- [Activity]:
The line with "note: each item" marks where to begin. Please copy it and each line after it to the end of the records below, exactly.

- [Dataset extract]:
--- --- ---

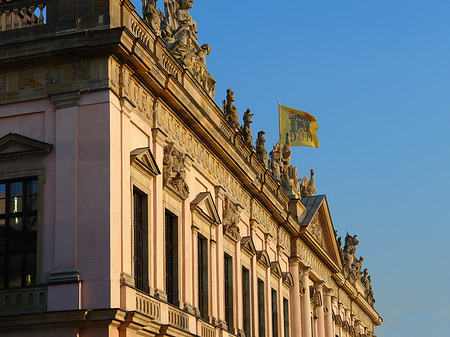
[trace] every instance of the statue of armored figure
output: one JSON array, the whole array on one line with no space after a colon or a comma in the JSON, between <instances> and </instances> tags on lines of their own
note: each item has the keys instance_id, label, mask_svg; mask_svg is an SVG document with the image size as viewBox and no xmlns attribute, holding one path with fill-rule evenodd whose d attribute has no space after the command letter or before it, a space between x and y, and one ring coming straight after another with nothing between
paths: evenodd
<instances>
[{"instance_id":1,"label":"statue of armored figure","mask_svg":"<svg viewBox=\"0 0 450 337\"><path fill-rule=\"evenodd\" d=\"M206 67L206 55L211 53L211 47L208 44L200 46L197 42L197 23L189 13L193 6L193 0L164 0L165 17L161 35L177 60L192 72L214 98L216 80Z\"/></svg>"},{"instance_id":2,"label":"statue of armored figure","mask_svg":"<svg viewBox=\"0 0 450 337\"><path fill-rule=\"evenodd\" d=\"M244 142L254 151L255 146L253 145L252 131L250 130L250 124L253 123L253 115L254 114L250 112L250 109L247 109L247 111L244 112L244 125L241 126L241 132L242 136L244 136Z\"/></svg>"},{"instance_id":3,"label":"statue of armored figure","mask_svg":"<svg viewBox=\"0 0 450 337\"><path fill-rule=\"evenodd\" d=\"M161 22L163 14L156 9L157 0L142 1L142 15L147 24L153 29L157 36L161 36Z\"/></svg>"},{"instance_id":4,"label":"statue of armored figure","mask_svg":"<svg viewBox=\"0 0 450 337\"><path fill-rule=\"evenodd\" d=\"M237 108L233 104L234 102L234 91L231 89L227 89L227 100L224 101L224 113L227 118L228 123L235 130L239 130L239 115Z\"/></svg>"},{"instance_id":5,"label":"statue of armored figure","mask_svg":"<svg viewBox=\"0 0 450 337\"><path fill-rule=\"evenodd\" d=\"M264 137L266 133L264 131L258 132L258 139L256 139L256 156L267 168L267 150L266 150L266 138Z\"/></svg>"}]
</instances>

--- --- ---

- [Solution for this task]:
note: each item has the keys instance_id, label, mask_svg; mask_svg is an SVG document with the image size as viewBox and no xmlns attribute, holding one path with fill-rule evenodd whose d attribute has no space after the command letter or before it, a space between x and y, and one ring coming straight after another with nothing between
paths: evenodd
<instances>
[{"instance_id":1,"label":"statue of armored figure","mask_svg":"<svg viewBox=\"0 0 450 337\"><path fill-rule=\"evenodd\" d=\"M206 67L206 55L211 53L211 47L208 44L200 46L197 42L197 23L189 13L193 6L193 0L164 0L165 17L161 35L177 60L192 72L214 98L216 80Z\"/></svg>"},{"instance_id":2,"label":"statue of armored figure","mask_svg":"<svg viewBox=\"0 0 450 337\"><path fill-rule=\"evenodd\" d=\"M244 142L254 151L255 146L253 145L252 131L250 130L250 124L253 123L253 115L254 114L250 112L250 109L247 109L247 111L244 112L244 125L241 126L241 132L242 136L244 136Z\"/></svg>"},{"instance_id":3,"label":"statue of armored figure","mask_svg":"<svg viewBox=\"0 0 450 337\"><path fill-rule=\"evenodd\" d=\"M161 22L163 14L156 9L157 0L142 1L142 15L147 24L153 29L157 36L161 36Z\"/></svg>"},{"instance_id":4,"label":"statue of armored figure","mask_svg":"<svg viewBox=\"0 0 450 337\"><path fill-rule=\"evenodd\" d=\"M237 108L233 104L234 102L234 91L231 89L227 89L227 100L224 101L224 113L227 118L228 123L235 130L239 130L239 115Z\"/></svg>"},{"instance_id":5,"label":"statue of armored figure","mask_svg":"<svg viewBox=\"0 0 450 337\"><path fill-rule=\"evenodd\" d=\"M264 137L266 133L264 131L258 132L258 139L256 139L256 156L267 168L267 150L266 150L266 138Z\"/></svg>"}]
</instances>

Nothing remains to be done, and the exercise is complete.